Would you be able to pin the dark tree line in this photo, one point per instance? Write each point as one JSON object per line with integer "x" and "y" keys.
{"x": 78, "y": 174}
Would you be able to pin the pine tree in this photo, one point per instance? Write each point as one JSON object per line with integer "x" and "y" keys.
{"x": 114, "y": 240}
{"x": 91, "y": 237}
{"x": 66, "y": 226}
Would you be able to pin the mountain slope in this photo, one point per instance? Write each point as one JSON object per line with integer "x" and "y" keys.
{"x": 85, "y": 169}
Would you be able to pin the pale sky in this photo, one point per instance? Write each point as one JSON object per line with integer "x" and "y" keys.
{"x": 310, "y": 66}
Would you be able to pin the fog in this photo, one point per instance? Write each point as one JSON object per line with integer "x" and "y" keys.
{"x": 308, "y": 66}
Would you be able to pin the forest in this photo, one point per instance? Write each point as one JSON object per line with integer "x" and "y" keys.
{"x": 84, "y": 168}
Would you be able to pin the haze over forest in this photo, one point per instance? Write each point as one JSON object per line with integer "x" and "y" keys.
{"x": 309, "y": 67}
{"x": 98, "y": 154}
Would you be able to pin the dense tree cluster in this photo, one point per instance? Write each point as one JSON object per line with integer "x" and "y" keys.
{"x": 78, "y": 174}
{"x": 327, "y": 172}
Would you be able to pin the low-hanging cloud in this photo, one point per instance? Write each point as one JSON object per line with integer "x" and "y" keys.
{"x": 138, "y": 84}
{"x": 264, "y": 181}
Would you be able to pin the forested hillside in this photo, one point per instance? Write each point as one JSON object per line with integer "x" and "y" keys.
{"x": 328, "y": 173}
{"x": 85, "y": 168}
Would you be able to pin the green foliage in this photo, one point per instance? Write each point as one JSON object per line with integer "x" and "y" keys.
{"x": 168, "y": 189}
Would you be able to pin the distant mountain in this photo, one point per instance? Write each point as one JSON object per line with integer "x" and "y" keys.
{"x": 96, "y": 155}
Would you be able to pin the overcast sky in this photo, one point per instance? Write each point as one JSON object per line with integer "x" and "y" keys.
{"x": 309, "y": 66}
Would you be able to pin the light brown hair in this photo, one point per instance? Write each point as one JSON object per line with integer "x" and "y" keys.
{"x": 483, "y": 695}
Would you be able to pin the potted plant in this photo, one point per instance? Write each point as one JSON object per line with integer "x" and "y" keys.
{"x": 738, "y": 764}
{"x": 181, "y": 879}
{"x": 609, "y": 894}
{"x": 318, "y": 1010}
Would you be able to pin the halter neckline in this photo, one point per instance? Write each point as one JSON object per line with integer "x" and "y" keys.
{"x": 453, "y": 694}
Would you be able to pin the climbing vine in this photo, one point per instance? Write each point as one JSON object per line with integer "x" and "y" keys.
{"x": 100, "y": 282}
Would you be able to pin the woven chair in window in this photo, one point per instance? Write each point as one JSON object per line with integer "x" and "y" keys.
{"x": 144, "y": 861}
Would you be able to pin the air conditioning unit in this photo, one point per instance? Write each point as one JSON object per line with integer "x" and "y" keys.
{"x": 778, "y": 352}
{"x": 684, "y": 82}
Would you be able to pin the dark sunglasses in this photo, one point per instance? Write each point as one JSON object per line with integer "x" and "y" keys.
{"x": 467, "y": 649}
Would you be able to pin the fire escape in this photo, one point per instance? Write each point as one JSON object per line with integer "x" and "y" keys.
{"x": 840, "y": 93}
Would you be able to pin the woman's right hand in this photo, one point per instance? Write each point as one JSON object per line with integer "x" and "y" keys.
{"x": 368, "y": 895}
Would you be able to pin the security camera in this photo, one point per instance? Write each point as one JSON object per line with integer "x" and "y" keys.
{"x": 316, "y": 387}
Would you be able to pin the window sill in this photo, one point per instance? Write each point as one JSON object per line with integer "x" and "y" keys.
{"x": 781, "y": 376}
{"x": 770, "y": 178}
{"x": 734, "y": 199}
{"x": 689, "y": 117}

-- TASK DESCRIPTION --
Copy out the whole listing exactly as written.

-- TASK ANSWER --
Would you be able to pin the dark tree line in this photo, one point per instance? Write each point as one JSON object per line with integer "x" and "y" keys.
{"x": 78, "y": 174}
Would you be able to pin the pine tree in this photo, one point per instance? Write each point as one JSON object per line with integer "x" and "y" keys.
{"x": 114, "y": 240}
{"x": 91, "y": 237}
{"x": 66, "y": 226}
Would you be able to pin the mountain slope in this photo, one point per instance? Write each point as one JSON object per line with integer "x" and "y" keys.
{"x": 85, "y": 169}
Would you be able to pin the pale sky in this photo, one point per instance? Write each point as one JSON object per line with integer "x" and "y" keys.
{"x": 310, "y": 66}
Would you be able to pin the fog in this photo, one point per instance? Write each point as one JSON object per line with integer "x" and "y" keys.
{"x": 308, "y": 66}
Would you be able to pin the forest in this photo, one point per instance? Write each point as one JSON object per line with integer "x" and "y" keys.
{"x": 84, "y": 168}
Would you be able to pin the haze over forest in this photo, one point per instance? Write each point as one JSON object per line with integer "x" and "y" keys.
{"x": 309, "y": 67}
{"x": 98, "y": 154}
Would you be able to pin the dense tree cluster in this photo, one point per instance? Write each point as one JSON object per line with integer "x" and "y" keys.
{"x": 78, "y": 174}
{"x": 327, "y": 172}
Would you be able to pin the low-hanging cloud in this photo, one point per instance? Write each point as one JSON object per line with integer "x" and "y" keys.
{"x": 138, "y": 84}
{"x": 264, "y": 181}
Would you be able to pin the forested hillside in this photo, one point per instance? Write each point as one JSON object per line with integer "x" and "y" keys.
{"x": 328, "y": 173}
{"x": 85, "y": 168}
Would you be able to pin the green foliage in this photo, one point per instance? Write each point as one JSON object per line with integer "x" and "y" keys.
{"x": 168, "y": 189}
Would you be able to pin the distant mountain in this photo, one point per instance? Write each point as one JSON object per line with integer "x" and "y" keys.
{"x": 96, "y": 155}
Would you be able to pin the overcast sky in this photo, one point per instance? Write each point as one JSON object per line with integer "x" and "y" keys.
{"x": 309, "y": 66}
Would you be able to pin the light brown hair in this photo, one point per instance? Write each point as one JSON object per line with integer "x" and "y" keys.
{"x": 483, "y": 695}
Would you be able to pin the potted plant in this photo, one point per instance? Write each point as one JSON object per line with integer "x" and "y" keys.
{"x": 738, "y": 764}
{"x": 181, "y": 879}
{"x": 609, "y": 894}
{"x": 318, "y": 1010}
Would you be able to pin the halter neckline in this photo, one point per instance? Write each point as one JSON object per line with integer "x" and "y" keys.
{"x": 453, "y": 694}
Would you be able to pin the climbing vine in this photo, one point per instance? Write each point as one JSON object per line with integer "x" and "y" keys.
{"x": 100, "y": 282}
Would you be able to pin the woven chair in window in this photo, one point per instance? Write each point as one JSON object per line with integer "x" and "y" keys.
{"x": 144, "y": 861}
Would you be able to pin the air conditioning unit in this photo, one point per instance? Write each point as one JSON object per line with integer "x" and "y" keys.
{"x": 778, "y": 352}
{"x": 684, "y": 82}
Would you be able to pin the dark sunglasses in this photo, one point per instance? Write each point as one JSON object per line with integer "x" and "y" keys.
{"x": 467, "y": 649}
Would you be able to pin the fire escape in this photo, one point per instance? Write each point as one JSON object per line with integer "x" and "y" keys.
{"x": 840, "y": 93}
Would you be able to pin the woman's right hand in this photo, one point per instance? Write each point as one JSON object per line with integer "x" and "y" keys.
{"x": 368, "y": 895}
Would you be able to pin the security camera in this photo, one point per instance? Write each point as one JSON object per line with integer "x" and "y" keys.
{"x": 316, "y": 387}
Would you be able to pin the window sill in this photo, one point per instance? Write each point as one JSON object per line with integer "x" and "y" keys.
{"x": 781, "y": 376}
{"x": 770, "y": 178}
{"x": 734, "y": 199}
{"x": 689, "y": 117}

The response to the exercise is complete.